SOURCE EXTRACT →

◇ ◇ ◇ ◇

Organ Donation Medals of Honor

Salt Lake City — The U.S Department of Health and Human Services has awarded the first ever Organ Donation Medals of Honor to hospitals around the nation for achieving organ donation rates of 75 percent or higher in a 12-month period. Two Intermountain Health Care hospitals qualified for this medal: LDS Hospital and Primary Children's Medical Center.

"You are serving our community in an admirable way. Thank you for all that you're doing to meet this critical need," Utah Gov. Jon Huntsman told hospital representatives at a recent State Capitol ceremony recognizing the achievement.

More than 540 hospitals across the nation qualify for this award, but only 30 percent received the award. Last year LDS Hospital and Intermountain Donor Services (IDS) were also honored by the U.S. Health and Human Services Department (HHS) for their success in achieving an organ donation rate of nearly 80 percent compared to the national average of just 43 percent. More than 83,000 people in the nation are currently waiting for an organ transplant. In 2002, only 6,617 (about 46 percent) of an estimated 14,000 potential donors donated organs. As a result, an average of 17 people on the transplantation waiting list die each day.

◇ ◇ ◇ ◇

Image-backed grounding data
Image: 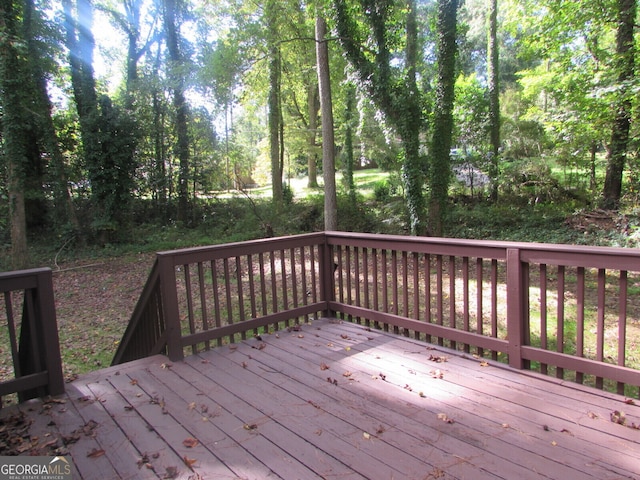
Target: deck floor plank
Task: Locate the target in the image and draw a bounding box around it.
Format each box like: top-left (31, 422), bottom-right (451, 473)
top-left (2, 320), bottom-right (640, 480)
top-left (318, 318), bottom-right (640, 475)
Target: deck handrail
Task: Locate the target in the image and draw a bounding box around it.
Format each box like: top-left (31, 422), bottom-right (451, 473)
top-left (0, 268), bottom-right (64, 402)
top-left (114, 232), bottom-right (640, 397)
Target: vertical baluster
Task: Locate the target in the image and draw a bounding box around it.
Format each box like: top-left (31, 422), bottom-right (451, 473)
top-left (449, 255), bottom-right (457, 350)
top-left (236, 256), bottom-right (247, 340)
top-left (222, 258), bottom-right (235, 343)
top-left (617, 270), bottom-right (628, 395)
top-left (462, 257), bottom-right (471, 353)
top-left (212, 260), bottom-right (222, 346)
top-left (596, 268), bottom-right (607, 389)
top-left (247, 254), bottom-right (258, 335)
top-left (183, 264), bottom-right (198, 354)
top-left (491, 258), bottom-right (498, 360)
top-left (353, 247), bottom-right (362, 324)
top-left (411, 252), bottom-right (420, 339)
top-left (476, 258), bottom-right (484, 357)
top-left (362, 248), bottom-right (375, 327)
top-left (198, 262), bottom-right (211, 350)
top-left (540, 263), bottom-right (549, 375)
top-left (576, 267), bottom-right (585, 383)
top-left (556, 265), bottom-right (565, 378)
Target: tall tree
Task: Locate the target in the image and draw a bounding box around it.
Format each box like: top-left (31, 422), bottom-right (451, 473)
top-left (487, 0), bottom-right (500, 202)
top-left (0, 1), bottom-right (28, 269)
top-left (429, 0), bottom-right (458, 236)
top-left (163, 0), bottom-right (191, 222)
top-left (265, 0), bottom-right (284, 203)
top-left (316, 15), bottom-right (338, 230)
top-left (602, 0), bottom-right (637, 208)
top-left (333, 0), bottom-right (426, 235)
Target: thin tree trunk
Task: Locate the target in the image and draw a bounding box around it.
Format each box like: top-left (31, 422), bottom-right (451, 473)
top-left (487, 0), bottom-right (500, 202)
top-left (429, 0), bottom-right (458, 236)
top-left (265, 0), bottom-right (283, 204)
top-left (307, 81), bottom-right (320, 188)
top-left (316, 15), bottom-right (338, 230)
top-left (602, 0), bottom-right (637, 208)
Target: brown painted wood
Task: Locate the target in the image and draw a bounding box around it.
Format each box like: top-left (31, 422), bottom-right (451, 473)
top-left (3, 318), bottom-right (640, 480)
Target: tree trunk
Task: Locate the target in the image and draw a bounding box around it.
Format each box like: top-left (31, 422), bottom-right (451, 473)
top-left (429, 0), bottom-right (458, 236)
top-left (164, 0), bottom-right (191, 222)
top-left (265, 0), bottom-right (283, 204)
top-left (487, 0), bottom-right (500, 202)
top-left (0, 2), bottom-right (28, 269)
top-left (316, 15), bottom-right (338, 230)
top-left (307, 81), bottom-right (320, 188)
top-left (602, 0), bottom-right (637, 208)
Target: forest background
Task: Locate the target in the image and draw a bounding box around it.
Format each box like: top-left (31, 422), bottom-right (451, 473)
top-left (0, 0), bottom-right (640, 375)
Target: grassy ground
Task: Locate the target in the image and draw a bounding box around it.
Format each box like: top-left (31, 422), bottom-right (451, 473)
top-left (0, 165), bottom-right (637, 390)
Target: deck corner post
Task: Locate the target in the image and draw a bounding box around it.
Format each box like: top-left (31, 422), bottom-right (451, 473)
top-left (507, 248), bottom-right (528, 370)
top-left (158, 255), bottom-right (184, 362)
top-left (319, 232), bottom-right (335, 317)
top-left (37, 268), bottom-right (65, 395)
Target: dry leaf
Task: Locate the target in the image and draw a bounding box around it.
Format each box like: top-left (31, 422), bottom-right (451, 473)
top-left (182, 437), bottom-right (199, 448)
top-left (438, 413), bottom-right (454, 423)
top-left (87, 448), bottom-right (105, 458)
top-left (182, 455), bottom-right (197, 472)
top-left (610, 410), bottom-right (627, 425)
top-left (162, 467), bottom-right (178, 480)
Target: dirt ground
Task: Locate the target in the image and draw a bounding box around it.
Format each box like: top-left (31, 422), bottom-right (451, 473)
top-left (53, 253), bottom-right (155, 380)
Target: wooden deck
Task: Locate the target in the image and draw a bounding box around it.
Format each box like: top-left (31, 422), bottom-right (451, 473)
top-left (2, 320), bottom-right (640, 480)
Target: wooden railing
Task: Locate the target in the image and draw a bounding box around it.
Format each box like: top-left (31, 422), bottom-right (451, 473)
top-left (114, 232), bottom-right (640, 398)
top-left (0, 268), bottom-right (64, 402)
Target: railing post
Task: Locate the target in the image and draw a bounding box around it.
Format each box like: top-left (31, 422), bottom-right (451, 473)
top-left (507, 248), bottom-right (529, 370)
top-left (319, 232), bottom-right (335, 317)
top-left (158, 256), bottom-right (184, 362)
top-left (32, 269), bottom-right (64, 395)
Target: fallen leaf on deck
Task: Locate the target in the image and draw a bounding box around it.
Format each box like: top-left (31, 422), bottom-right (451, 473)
top-left (438, 413), bottom-right (454, 423)
top-left (87, 448), bottom-right (105, 458)
top-left (182, 455), bottom-right (197, 472)
top-left (611, 410), bottom-right (627, 425)
top-left (182, 437), bottom-right (199, 448)
top-left (162, 467), bottom-right (178, 480)
top-left (429, 355), bottom-right (449, 363)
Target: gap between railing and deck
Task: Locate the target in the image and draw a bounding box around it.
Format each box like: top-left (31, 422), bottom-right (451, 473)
top-left (113, 232), bottom-right (640, 398)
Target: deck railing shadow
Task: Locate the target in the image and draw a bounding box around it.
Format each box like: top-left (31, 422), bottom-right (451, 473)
top-left (114, 232), bottom-right (640, 398)
top-left (0, 268), bottom-right (64, 406)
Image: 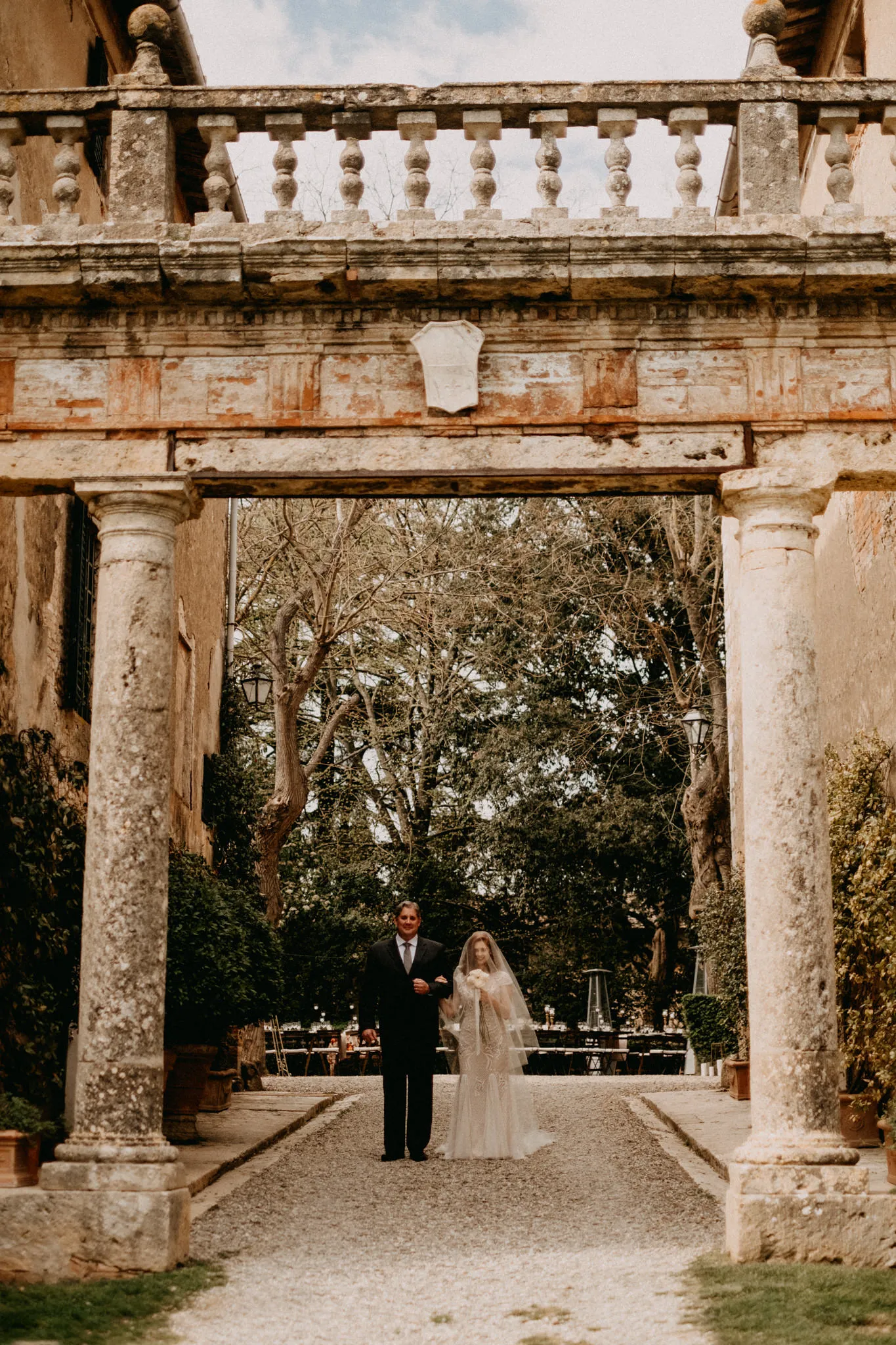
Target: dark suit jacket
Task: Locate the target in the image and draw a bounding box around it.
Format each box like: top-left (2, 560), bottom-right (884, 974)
top-left (357, 935), bottom-right (454, 1069)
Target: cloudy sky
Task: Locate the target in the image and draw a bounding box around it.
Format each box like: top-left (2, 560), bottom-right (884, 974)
top-left (181, 0), bottom-right (747, 218)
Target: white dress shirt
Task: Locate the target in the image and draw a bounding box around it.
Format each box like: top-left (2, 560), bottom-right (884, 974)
top-left (395, 933), bottom-right (416, 965)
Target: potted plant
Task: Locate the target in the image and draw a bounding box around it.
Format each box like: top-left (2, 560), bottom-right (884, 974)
top-left (880, 1097), bottom-right (896, 1186)
top-left (681, 996), bottom-right (733, 1065)
top-left (163, 850), bottom-right (282, 1145)
top-left (828, 733), bottom-right (896, 1149)
top-left (0, 1093), bottom-right (58, 1187)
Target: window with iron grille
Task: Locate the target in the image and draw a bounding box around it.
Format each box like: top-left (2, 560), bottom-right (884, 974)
top-left (66, 499), bottom-right (99, 720)
top-left (85, 37), bottom-right (109, 196)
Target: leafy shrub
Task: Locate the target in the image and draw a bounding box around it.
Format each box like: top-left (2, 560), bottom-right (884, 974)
top-left (0, 729), bottom-right (86, 1115)
top-left (697, 873), bottom-right (750, 1060)
top-left (165, 850), bottom-right (284, 1044)
top-left (203, 678), bottom-right (266, 902)
top-left (0, 1093), bottom-right (59, 1138)
top-left (681, 996), bottom-right (738, 1065)
top-left (828, 733), bottom-right (896, 1101)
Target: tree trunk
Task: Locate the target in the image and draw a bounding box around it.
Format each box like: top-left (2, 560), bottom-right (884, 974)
top-left (681, 738), bottom-right (731, 920)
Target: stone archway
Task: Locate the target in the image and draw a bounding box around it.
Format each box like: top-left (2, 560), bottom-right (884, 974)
top-left (0, 3), bottom-right (896, 1277)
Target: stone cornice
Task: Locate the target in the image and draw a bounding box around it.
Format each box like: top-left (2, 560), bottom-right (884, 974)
top-left (0, 78), bottom-right (896, 135)
top-left (0, 215), bottom-right (896, 305)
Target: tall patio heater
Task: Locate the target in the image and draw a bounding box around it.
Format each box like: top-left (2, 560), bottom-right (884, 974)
top-left (586, 967), bottom-right (612, 1032)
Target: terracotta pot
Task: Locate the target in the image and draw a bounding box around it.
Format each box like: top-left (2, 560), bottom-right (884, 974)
top-left (0, 1130), bottom-right (40, 1186)
top-left (161, 1046), bottom-right (218, 1145)
top-left (728, 1060), bottom-right (750, 1101)
top-left (840, 1093), bottom-right (880, 1149)
top-left (199, 1069), bottom-right (236, 1111)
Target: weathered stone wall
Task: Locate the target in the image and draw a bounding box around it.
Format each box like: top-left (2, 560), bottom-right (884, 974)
top-left (723, 0), bottom-right (896, 864)
top-left (0, 0), bottom-right (227, 852)
top-left (806, 0), bottom-right (896, 745)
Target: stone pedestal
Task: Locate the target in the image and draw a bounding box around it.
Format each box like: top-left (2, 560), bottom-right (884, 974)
top-left (27, 477), bottom-right (192, 1273)
top-left (721, 471), bottom-right (896, 1266)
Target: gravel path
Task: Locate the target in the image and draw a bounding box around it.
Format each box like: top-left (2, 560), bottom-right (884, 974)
top-left (171, 1077), bottom-right (721, 1345)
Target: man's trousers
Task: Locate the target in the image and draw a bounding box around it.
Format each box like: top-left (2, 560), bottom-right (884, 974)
top-left (383, 1061), bottom-right (433, 1158)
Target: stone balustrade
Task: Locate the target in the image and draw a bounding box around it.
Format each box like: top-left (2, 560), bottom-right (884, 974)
top-left (0, 78), bottom-right (896, 230)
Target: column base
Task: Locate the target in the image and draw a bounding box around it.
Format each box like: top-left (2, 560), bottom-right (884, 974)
top-left (0, 1189), bottom-right (190, 1283)
top-left (725, 1164), bottom-right (896, 1268)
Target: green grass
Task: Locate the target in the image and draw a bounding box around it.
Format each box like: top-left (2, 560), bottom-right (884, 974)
top-left (0, 1262), bottom-right (224, 1345)
top-left (689, 1256), bottom-right (896, 1345)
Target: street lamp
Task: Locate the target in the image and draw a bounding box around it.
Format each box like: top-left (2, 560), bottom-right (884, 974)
top-left (683, 707), bottom-right (710, 752)
top-left (584, 967), bottom-right (612, 1032)
top-left (239, 669), bottom-right (274, 706)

◇ ◇ ◇ ◇

TASK STATEMENT → According to the organ donation medals text, which two Intermountain Health Care hospitals qualified for the medal?

SOLUTION TO THIS TASK → LDS Hospital and Primary Children's Medical Center.